§ **Written task**
Gather every line of the material that contains the string "grass" and copy each one out.

[Labeled-object pointing entries]
------------------------------

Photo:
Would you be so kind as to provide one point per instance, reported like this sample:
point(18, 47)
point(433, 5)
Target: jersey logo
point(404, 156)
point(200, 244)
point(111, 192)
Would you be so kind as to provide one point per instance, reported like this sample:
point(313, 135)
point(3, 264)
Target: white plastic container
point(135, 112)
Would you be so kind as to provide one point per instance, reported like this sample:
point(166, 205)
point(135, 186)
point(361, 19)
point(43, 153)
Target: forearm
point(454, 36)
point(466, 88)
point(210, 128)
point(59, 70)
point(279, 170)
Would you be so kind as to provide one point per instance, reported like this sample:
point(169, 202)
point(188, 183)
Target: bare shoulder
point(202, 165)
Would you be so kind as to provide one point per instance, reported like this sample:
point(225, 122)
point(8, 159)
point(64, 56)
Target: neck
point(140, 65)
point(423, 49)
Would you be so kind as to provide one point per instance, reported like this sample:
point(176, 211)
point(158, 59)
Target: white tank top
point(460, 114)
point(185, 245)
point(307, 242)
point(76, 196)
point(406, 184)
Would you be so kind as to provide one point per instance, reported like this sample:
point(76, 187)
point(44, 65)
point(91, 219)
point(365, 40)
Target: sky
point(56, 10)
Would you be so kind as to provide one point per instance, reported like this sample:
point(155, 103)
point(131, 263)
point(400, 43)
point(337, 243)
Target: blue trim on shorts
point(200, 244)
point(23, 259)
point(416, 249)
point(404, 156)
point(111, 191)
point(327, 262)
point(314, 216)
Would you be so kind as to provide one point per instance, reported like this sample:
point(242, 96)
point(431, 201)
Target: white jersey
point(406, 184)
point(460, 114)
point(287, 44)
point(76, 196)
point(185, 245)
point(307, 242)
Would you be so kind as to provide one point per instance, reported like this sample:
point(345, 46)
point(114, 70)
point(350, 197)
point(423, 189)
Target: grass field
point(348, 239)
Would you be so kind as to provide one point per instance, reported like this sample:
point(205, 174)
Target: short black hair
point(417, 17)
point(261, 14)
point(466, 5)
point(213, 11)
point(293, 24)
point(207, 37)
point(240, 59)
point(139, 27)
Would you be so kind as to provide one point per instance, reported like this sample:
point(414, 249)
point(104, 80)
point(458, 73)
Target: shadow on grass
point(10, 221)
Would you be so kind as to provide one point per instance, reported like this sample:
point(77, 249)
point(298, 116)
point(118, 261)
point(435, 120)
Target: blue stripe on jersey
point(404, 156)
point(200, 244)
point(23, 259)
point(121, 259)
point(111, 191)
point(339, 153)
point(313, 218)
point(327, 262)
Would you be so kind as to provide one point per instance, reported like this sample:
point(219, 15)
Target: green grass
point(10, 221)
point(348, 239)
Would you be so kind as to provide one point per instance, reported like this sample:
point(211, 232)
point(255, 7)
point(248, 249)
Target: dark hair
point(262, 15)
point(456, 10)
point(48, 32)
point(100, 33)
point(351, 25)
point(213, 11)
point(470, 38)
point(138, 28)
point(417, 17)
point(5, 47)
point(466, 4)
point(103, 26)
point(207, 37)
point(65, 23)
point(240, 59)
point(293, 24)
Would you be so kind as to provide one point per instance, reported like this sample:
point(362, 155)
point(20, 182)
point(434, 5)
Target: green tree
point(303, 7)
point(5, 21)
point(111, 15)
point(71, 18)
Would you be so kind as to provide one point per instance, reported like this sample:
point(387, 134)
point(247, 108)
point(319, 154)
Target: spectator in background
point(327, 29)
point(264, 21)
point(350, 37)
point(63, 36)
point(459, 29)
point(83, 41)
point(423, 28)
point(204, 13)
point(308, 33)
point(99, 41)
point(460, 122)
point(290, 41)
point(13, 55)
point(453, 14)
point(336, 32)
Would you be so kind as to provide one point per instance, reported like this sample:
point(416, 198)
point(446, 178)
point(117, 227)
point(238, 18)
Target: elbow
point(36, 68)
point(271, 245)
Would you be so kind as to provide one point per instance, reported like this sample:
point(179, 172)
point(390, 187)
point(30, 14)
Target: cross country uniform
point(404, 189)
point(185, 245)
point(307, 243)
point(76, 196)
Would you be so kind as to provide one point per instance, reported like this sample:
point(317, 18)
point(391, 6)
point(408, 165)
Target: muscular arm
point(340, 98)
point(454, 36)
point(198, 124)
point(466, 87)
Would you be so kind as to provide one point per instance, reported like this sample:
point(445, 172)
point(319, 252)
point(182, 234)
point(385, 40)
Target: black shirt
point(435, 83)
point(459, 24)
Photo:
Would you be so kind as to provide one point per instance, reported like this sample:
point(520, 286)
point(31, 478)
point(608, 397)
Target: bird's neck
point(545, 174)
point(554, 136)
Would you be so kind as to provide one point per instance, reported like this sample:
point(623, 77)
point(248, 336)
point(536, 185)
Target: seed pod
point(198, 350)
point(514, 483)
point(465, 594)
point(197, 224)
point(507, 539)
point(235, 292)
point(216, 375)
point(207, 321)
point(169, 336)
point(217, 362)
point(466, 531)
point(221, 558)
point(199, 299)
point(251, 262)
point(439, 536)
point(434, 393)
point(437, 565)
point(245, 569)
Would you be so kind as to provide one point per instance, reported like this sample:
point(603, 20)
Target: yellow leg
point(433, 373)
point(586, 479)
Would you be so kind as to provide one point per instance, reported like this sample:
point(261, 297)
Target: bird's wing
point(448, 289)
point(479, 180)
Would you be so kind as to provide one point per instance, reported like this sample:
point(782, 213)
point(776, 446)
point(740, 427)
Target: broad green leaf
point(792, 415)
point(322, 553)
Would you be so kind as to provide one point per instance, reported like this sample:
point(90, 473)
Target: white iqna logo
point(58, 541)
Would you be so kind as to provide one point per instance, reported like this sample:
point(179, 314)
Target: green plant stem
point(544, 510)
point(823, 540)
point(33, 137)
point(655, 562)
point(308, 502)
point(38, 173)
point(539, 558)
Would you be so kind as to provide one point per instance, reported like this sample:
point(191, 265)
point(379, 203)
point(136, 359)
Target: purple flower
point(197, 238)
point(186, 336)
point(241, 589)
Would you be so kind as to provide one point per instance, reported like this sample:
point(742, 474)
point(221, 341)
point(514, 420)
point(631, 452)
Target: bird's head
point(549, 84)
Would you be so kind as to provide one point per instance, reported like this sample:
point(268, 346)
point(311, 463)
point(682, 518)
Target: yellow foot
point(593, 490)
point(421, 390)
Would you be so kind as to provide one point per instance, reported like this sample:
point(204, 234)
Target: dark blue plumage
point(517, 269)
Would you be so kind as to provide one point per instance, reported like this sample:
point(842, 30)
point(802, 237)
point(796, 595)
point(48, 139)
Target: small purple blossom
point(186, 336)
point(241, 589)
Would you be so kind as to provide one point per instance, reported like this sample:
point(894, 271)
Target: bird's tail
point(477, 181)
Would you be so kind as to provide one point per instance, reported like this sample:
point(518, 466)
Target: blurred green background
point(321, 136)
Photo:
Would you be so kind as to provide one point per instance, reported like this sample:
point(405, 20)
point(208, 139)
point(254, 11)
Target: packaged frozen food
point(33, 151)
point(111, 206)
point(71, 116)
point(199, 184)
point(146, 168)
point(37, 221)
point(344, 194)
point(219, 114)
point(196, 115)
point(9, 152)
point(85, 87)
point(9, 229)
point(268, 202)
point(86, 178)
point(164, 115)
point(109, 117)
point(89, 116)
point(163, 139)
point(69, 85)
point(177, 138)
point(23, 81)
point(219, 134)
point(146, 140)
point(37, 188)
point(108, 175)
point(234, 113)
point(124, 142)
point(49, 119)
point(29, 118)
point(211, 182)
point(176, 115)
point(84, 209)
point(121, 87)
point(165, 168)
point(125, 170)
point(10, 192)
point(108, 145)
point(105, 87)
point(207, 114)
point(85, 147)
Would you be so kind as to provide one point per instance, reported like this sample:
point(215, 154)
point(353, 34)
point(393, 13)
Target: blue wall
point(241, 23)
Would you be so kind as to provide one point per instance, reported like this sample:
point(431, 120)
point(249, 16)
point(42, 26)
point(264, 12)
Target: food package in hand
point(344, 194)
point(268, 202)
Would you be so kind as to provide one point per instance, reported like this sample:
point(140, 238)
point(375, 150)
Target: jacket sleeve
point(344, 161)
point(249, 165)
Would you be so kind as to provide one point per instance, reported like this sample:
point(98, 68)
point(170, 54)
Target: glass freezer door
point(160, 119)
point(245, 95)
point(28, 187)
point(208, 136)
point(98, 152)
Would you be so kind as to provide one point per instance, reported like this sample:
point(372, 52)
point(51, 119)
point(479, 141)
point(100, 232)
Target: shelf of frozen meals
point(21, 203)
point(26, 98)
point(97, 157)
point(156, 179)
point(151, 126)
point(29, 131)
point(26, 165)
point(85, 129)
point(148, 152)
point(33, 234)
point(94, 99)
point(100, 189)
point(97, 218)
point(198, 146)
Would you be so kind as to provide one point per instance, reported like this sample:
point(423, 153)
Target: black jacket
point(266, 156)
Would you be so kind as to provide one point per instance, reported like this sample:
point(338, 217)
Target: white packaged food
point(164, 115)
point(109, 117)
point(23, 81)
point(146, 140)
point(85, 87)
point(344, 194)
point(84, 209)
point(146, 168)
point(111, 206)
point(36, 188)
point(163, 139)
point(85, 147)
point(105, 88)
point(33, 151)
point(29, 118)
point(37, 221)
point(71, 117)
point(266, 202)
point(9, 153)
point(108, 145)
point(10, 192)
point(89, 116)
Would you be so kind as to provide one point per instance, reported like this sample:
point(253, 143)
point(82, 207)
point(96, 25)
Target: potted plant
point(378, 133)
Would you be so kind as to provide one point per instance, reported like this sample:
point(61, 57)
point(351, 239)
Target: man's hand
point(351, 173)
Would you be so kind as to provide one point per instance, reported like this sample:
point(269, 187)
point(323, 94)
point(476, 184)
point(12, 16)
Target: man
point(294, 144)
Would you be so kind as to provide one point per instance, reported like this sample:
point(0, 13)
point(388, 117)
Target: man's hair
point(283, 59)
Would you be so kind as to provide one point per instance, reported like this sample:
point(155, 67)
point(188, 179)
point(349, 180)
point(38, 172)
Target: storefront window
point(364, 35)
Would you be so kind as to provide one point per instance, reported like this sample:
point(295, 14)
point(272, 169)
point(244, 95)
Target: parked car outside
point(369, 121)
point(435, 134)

------------------------------

§ **Response to this task**
Target: grass field
Target: shadow on grass
Target: green grass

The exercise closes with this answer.